▶ _Exercise prompt_
Word for word, repeat the lines of the records from the one containing "Expected output: the position of each instance of the tile table" through the last line, both included.

▶ _Data section_
--

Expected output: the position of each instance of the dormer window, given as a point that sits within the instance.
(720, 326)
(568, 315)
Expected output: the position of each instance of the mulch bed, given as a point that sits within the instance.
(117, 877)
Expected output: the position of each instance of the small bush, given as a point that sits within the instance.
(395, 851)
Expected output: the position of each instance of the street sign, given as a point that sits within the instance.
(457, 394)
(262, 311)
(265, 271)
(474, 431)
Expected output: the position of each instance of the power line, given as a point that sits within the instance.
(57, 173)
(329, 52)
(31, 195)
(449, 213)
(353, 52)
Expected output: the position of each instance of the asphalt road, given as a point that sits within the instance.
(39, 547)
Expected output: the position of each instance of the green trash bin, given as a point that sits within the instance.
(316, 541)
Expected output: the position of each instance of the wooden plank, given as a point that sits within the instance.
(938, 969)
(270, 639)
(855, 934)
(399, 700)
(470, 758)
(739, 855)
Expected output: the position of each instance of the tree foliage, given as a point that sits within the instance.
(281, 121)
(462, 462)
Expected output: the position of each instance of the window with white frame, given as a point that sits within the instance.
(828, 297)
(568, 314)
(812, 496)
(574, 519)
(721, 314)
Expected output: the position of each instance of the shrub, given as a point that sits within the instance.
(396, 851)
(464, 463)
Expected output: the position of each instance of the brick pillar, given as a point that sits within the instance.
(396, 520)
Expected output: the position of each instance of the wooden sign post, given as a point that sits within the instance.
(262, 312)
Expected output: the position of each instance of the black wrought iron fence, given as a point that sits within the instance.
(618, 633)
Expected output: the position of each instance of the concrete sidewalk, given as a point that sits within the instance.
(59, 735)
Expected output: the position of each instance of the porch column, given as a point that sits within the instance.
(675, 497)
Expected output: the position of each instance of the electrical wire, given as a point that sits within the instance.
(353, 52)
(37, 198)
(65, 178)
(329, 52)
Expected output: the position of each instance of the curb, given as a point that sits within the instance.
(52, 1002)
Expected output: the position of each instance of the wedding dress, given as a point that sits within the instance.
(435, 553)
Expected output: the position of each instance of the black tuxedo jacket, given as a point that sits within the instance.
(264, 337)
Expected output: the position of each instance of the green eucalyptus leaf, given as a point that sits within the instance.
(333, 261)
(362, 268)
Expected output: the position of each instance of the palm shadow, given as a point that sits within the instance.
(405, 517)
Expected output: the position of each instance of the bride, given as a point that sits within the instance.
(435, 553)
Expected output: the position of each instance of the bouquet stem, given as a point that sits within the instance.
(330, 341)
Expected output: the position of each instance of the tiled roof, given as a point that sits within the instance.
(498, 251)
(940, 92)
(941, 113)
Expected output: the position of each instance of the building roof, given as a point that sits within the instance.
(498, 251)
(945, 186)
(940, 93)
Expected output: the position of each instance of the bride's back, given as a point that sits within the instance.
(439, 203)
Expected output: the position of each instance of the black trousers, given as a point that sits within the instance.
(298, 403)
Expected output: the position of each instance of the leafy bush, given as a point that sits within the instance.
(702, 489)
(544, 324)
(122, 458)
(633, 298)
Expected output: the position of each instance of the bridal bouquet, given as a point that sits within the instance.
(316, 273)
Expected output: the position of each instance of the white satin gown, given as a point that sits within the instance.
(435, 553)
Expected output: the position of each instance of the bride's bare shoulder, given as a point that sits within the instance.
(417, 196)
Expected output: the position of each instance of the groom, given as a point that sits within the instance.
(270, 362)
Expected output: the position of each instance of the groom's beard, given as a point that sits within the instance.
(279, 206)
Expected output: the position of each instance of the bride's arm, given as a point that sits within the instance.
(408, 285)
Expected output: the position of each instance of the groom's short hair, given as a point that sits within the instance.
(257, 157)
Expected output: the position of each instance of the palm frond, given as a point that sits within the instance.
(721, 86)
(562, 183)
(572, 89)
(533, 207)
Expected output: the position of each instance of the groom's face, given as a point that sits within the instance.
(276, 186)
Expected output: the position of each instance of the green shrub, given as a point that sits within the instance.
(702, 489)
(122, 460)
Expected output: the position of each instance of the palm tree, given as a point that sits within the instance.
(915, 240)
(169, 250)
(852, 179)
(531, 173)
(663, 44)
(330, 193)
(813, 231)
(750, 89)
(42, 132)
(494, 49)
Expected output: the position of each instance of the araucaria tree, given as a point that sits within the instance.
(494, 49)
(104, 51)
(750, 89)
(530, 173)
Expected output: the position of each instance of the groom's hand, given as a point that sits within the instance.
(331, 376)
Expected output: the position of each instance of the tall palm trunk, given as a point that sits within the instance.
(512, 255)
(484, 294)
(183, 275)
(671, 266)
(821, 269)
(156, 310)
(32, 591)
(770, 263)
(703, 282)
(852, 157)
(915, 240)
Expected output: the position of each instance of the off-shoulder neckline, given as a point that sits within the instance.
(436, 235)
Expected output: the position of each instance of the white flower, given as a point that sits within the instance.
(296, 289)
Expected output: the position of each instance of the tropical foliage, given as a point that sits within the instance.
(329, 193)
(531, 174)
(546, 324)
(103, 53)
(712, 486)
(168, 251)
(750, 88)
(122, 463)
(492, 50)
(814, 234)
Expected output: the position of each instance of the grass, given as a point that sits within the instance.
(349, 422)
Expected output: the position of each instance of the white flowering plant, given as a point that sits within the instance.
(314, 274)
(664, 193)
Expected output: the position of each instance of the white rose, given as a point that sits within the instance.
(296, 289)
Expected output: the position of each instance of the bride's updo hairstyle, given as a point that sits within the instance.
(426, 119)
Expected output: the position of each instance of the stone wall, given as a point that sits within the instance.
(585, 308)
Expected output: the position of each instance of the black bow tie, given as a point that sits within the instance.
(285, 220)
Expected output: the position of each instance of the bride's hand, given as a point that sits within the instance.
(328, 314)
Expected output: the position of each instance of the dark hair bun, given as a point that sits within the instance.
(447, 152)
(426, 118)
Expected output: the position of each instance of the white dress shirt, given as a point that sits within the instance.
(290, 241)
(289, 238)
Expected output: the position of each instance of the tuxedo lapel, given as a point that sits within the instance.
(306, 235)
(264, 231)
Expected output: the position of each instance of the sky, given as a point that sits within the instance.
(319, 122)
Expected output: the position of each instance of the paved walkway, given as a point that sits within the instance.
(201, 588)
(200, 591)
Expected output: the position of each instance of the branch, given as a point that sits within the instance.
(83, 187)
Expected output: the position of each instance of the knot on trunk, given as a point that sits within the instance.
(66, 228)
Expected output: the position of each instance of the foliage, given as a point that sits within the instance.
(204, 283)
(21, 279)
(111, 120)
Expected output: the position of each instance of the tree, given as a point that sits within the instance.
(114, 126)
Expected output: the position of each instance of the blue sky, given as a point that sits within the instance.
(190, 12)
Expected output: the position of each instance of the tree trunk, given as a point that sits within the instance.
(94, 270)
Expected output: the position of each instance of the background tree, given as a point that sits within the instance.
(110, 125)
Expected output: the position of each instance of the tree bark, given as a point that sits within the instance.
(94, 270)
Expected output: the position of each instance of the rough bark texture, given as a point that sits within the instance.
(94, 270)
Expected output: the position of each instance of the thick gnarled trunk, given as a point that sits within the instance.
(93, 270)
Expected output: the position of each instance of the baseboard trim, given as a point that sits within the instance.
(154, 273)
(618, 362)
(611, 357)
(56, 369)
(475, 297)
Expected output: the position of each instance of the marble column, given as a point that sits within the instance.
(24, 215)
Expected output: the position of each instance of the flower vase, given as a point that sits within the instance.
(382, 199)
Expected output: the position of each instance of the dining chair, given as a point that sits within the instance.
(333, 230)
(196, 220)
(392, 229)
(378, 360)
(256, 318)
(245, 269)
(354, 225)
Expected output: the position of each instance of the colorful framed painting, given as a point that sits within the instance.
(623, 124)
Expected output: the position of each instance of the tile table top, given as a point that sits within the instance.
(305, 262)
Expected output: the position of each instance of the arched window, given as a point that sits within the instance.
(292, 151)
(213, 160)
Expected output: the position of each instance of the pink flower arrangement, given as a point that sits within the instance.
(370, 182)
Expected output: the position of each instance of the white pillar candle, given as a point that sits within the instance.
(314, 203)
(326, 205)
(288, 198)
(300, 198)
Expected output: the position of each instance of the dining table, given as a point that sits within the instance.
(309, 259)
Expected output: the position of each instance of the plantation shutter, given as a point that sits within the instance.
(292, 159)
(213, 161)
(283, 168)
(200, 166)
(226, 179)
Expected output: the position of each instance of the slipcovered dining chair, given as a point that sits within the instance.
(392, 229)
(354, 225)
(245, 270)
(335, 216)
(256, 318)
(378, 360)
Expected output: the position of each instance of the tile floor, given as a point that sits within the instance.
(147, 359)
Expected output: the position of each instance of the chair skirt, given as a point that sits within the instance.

--

▶ _Reply to the exercise_
Expected output: the position of each instance of the tile table top, given as a point that sits within the instance.
(305, 262)
Expected output: the position of each instance of the arched window, given as a point that sits within the instance.
(292, 151)
(213, 160)
Expected output: the position of each instance of the pink flower arrangement, given as a point that sits within the instance.
(370, 182)
Expected output: the position of each instance of the white pillar candle, given as a point that sits within the instance.
(314, 203)
(326, 205)
(288, 198)
(300, 198)
Expected output: the position of each instance of the dining table, given as a point that sits within the instance.
(309, 259)
Expected output: the position of each instance of the plantation shutter, given as a point that sits within the instance.
(292, 159)
(213, 161)
(283, 168)
(200, 166)
(226, 179)
Expected output: the position of each instance of the slipcovered dining chair, given as a point that sits within the instance.
(392, 229)
(354, 225)
(245, 270)
(335, 216)
(256, 318)
(378, 360)
Expected output: the position of each instance of the tile floor, given as a point that sits within the instance.
(147, 359)
Expected output: the position of each instance of the chair skirt, given as a point that sits within the instance.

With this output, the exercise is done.